• Dataset records:

+++++

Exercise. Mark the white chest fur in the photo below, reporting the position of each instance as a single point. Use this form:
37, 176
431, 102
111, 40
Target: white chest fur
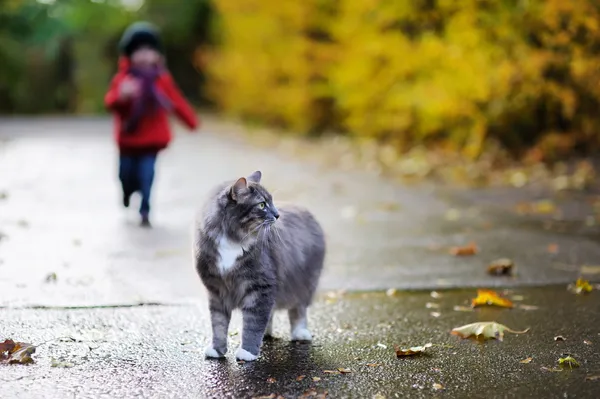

+++++

• Task item:
Give the records again without a single change, and exclude the pictures.

• Result of this exercise:
Exercise. Mark the white chest fur in the photo below, reporting the position of each instance as a single point. Use this form:
37, 176
431, 102
111, 40
Target: white chest fur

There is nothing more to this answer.